• **Alıştırma Bölümleri**
1) Satırlar içinde "window" sözcüğünü barındıranların hepsini bulunuz ve her birini olduğu gibi aktarınız. Büyük ve küçük harf ayrımı gözetilmelidir.
2) İdam edilen devrimcilere iade-i itibar teklifini konu alan haber metnini, son cümlesinin ardından sürdürünüz.

CHP’nin 27 Mayıs 2012’de verdiği; idam edilen devrimciler Deniz Gezmiş, Yusuf Aslan ve Hüseyin İnan’a, idamlarının kaldırılması yoluyla ‘iade-i itibar’ yapılması teklifini...

CHP’nin 27 Mayıs 2012’de verdiği; idam edilen devrimciler Deniz Gezmiş, Yusuf Aslan ve Hüseyin İnan’a, idamlarının kaldırılması yoluyla ‘iade-i itibar’ yapılması teklifini 7 aydır Meclis gündemine almayan hükümet, 27 Mayıs darbesinde idam edilen Başbakan Adnan Menderes için kolları sıvadı.

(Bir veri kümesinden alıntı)
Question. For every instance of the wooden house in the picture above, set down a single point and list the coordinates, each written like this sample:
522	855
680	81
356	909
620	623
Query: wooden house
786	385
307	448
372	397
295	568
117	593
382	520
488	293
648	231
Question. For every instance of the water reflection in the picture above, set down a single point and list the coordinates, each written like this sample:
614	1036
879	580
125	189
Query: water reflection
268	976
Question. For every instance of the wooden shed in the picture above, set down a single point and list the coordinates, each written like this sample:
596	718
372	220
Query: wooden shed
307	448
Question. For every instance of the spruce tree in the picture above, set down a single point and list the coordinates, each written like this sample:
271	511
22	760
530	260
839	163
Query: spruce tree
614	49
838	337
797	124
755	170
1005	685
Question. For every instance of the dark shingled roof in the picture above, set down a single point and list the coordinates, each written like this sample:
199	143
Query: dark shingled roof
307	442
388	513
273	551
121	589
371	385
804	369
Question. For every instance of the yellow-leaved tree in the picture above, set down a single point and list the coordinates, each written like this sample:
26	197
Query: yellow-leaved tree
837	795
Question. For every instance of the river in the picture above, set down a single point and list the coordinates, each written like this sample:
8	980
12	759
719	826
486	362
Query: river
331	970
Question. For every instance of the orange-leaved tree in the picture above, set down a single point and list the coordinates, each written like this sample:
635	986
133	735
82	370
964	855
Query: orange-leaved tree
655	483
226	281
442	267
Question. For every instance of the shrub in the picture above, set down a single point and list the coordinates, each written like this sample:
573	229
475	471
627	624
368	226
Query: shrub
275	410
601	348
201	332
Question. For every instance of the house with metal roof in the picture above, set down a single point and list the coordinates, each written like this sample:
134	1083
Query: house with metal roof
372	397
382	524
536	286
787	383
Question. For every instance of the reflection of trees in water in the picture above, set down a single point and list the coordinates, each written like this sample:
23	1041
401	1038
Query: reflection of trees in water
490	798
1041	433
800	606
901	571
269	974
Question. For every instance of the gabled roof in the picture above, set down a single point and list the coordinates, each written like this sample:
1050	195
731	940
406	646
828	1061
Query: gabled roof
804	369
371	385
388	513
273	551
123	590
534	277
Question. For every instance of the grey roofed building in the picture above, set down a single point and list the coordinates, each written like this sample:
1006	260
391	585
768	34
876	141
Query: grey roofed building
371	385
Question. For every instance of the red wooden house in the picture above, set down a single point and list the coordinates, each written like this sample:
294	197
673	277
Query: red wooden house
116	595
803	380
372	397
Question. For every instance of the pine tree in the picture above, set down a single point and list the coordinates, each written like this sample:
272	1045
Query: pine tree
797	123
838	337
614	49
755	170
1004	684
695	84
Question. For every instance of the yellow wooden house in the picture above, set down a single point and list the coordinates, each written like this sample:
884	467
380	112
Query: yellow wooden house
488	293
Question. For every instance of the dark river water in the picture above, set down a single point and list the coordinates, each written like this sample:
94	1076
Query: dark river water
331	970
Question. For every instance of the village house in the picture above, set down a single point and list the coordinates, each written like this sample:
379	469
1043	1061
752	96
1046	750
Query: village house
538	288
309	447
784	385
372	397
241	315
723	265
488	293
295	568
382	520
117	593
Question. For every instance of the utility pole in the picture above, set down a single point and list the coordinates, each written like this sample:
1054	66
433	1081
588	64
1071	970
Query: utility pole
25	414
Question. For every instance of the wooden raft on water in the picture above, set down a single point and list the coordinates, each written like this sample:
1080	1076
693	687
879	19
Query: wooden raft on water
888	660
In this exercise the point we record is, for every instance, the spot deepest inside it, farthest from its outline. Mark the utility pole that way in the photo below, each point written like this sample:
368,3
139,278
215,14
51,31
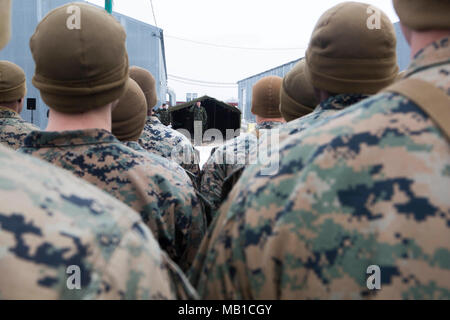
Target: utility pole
108,6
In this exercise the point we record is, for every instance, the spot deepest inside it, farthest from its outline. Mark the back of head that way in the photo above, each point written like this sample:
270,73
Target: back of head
266,98
347,54
5,22
147,83
297,97
81,58
423,15
129,117
12,82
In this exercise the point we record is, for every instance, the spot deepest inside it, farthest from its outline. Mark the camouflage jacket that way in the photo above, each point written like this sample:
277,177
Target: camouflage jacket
166,200
324,110
367,187
164,116
227,159
170,144
54,226
13,129
169,165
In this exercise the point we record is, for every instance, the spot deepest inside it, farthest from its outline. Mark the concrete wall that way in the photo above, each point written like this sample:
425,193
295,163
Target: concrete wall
246,85
145,47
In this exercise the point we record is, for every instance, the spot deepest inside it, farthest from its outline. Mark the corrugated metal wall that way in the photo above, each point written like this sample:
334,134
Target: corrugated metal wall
145,47
246,85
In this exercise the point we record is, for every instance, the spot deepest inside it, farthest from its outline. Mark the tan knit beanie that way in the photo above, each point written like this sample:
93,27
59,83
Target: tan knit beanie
349,54
81,58
13,85
129,117
266,97
297,97
424,14
147,83
5,22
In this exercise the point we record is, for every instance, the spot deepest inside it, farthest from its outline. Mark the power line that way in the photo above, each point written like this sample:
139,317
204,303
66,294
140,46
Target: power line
201,81
153,11
233,47
203,85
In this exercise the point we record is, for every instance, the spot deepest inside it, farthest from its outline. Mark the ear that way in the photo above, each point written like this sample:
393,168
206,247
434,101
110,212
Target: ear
406,32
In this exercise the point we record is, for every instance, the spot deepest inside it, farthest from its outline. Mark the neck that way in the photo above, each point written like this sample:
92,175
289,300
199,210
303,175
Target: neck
260,120
420,40
95,119
10,107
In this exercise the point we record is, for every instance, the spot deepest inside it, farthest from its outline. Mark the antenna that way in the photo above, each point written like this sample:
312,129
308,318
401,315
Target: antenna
108,6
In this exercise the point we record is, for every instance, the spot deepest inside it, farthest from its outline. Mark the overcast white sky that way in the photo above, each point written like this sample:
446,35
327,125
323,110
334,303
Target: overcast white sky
237,23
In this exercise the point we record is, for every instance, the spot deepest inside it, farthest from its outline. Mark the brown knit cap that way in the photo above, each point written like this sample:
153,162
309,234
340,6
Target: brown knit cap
13,85
129,117
5,22
424,14
297,97
147,83
266,97
346,56
78,70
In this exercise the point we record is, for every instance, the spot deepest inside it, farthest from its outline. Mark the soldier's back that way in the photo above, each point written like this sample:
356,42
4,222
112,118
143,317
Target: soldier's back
13,129
59,233
363,188
166,201
170,144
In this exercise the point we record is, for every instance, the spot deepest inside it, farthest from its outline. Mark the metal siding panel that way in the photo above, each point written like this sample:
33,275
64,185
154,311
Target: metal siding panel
403,57
144,49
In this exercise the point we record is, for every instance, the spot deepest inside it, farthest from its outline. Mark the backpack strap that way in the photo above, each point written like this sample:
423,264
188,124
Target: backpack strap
432,100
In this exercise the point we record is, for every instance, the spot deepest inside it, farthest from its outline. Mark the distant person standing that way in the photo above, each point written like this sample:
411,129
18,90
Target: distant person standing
200,118
164,115
13,129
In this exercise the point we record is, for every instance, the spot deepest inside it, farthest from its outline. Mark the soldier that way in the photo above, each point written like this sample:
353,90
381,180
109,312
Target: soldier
88,233
162,140
55,228
128,121
79,138
13,129
228,160
164,115
356,196
200,119
297,97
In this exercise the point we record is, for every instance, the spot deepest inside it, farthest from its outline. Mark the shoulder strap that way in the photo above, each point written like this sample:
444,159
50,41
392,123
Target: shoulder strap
432,100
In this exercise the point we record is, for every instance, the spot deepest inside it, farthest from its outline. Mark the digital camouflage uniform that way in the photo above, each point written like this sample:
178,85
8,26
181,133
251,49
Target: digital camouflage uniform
166,200
170,144
13,129
199,114
169,165
50,220
226,159
369,186
324,110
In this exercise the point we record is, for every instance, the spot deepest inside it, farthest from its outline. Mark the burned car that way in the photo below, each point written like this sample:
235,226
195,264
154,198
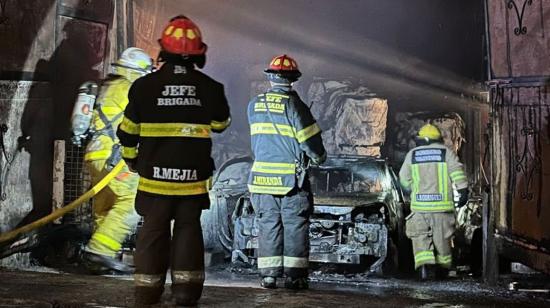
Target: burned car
358,215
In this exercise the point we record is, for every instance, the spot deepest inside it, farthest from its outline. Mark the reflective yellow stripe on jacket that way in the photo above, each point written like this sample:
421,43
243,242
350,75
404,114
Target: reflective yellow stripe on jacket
174,130
173,188
444,205
285,130
272,190
216,125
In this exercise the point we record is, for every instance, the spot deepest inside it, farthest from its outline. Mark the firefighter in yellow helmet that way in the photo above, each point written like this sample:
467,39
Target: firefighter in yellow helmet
113,208
431,171
284,138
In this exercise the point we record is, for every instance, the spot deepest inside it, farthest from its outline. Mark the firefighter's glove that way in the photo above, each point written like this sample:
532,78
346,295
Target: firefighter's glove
131,165
319,161
463,199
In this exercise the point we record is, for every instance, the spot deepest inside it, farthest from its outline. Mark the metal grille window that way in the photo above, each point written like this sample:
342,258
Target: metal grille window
77,182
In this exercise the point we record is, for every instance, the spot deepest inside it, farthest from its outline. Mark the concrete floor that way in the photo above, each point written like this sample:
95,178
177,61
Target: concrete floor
225,289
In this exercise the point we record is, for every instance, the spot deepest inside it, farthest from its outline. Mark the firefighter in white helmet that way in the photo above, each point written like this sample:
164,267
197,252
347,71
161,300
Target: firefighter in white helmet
113,208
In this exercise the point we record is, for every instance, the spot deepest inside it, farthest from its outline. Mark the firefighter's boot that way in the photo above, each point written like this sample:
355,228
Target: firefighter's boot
441,273
296,283
269,282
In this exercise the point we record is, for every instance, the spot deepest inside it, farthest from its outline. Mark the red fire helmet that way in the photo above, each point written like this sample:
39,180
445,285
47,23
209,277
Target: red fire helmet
282,64
182,36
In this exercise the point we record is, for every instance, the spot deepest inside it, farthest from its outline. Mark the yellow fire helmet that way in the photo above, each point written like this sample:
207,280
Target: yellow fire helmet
429,131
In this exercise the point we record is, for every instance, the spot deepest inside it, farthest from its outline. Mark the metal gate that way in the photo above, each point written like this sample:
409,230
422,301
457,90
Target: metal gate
521,170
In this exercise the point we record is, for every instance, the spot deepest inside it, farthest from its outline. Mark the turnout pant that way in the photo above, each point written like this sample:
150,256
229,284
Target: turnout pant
431,235
157,249
284,233
114,213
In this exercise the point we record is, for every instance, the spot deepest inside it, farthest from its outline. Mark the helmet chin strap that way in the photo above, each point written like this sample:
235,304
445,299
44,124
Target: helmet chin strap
273,83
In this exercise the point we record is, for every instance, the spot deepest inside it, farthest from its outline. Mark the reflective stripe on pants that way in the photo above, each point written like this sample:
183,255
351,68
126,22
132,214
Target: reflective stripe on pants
114,214
284,233
183,252
431,235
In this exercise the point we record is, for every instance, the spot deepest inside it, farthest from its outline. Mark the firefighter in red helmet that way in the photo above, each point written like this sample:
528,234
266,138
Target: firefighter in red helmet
285,138
165,135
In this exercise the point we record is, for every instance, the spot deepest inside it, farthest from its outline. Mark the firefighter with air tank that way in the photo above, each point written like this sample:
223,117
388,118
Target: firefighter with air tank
430,171
285,138
113,207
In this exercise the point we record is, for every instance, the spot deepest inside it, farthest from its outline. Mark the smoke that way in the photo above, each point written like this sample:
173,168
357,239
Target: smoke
420,55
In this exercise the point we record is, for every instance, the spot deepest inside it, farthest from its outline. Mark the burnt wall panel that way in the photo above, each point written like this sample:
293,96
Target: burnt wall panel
49,47
79,57
518,31
27,32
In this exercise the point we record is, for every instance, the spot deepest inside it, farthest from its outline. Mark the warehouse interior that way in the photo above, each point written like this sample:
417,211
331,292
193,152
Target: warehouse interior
373,74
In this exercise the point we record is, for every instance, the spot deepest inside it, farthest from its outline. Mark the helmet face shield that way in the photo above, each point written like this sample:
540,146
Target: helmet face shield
134,59
283,70
182,37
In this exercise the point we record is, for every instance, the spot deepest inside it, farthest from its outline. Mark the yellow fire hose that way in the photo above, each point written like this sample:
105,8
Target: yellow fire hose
4,237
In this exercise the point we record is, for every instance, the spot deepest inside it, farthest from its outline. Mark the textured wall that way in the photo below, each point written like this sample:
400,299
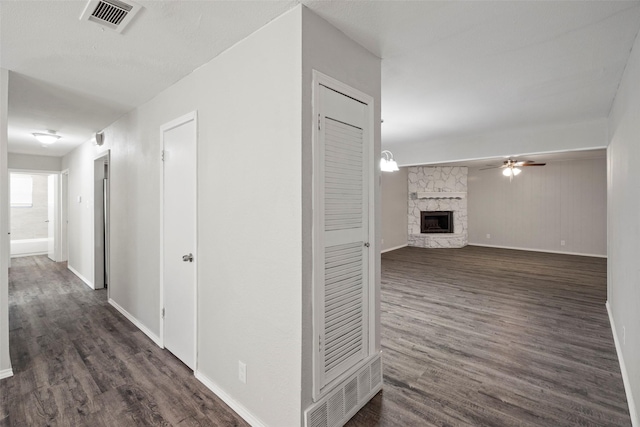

• **Verilen Cevaplar**
1)
In this exercise the point we record is, for every instance, the spot deepest inside it, farthest from its outline. Mark the metal grille window that way in the photo above, each point written like this sample:
Target: metal grille window

2)
MECLİS BAŞKANI HIZIYLA ŞAŞIRTTI
Menderes’in avukatı Burhan Asri Apaydın, TBMM Başkanlığı’na başvurarak müvekkiline “iade-i itibar” istedi. Avukat Burhan Apaydın, başvurusunda yargılama kararının hukuka uygun olmadığını savundu. Yassıada yargılamaları sırasında iki kez azledilen Apaydın, mahkeme kararında “Türk milleti adına” ifadesinin yer almadığını belirterek, idam kararının kaldırılması gerektiğini öne sürdü. ‘3 fidan’ için yapılan benzer bir teklifi 7 aydır tozlu raflarda tutan Meclis Başkanlığı da başvuruyu Dilekçe Komisyonu’na jet hızıyla havale etti.


BAŞBAKANLIK ARŞİVİNİ AÇTI
TBMM Dilekçe Komisyonu, Menderes’in avukatı Burhan Asri Apaydın’ın ricası üzerine dava dosyasını Başbakanlık Devlet Arşivleri’nden aldı. Meclis, binlerce sayfalık dosyayı ayrıntılı şekilde inceleyecek ve konuyla ilgili bir rapor hazırlayacak. Genel Kurul’dan iade-i itibara ilişkin bir karar çıkarılması planlanıyor.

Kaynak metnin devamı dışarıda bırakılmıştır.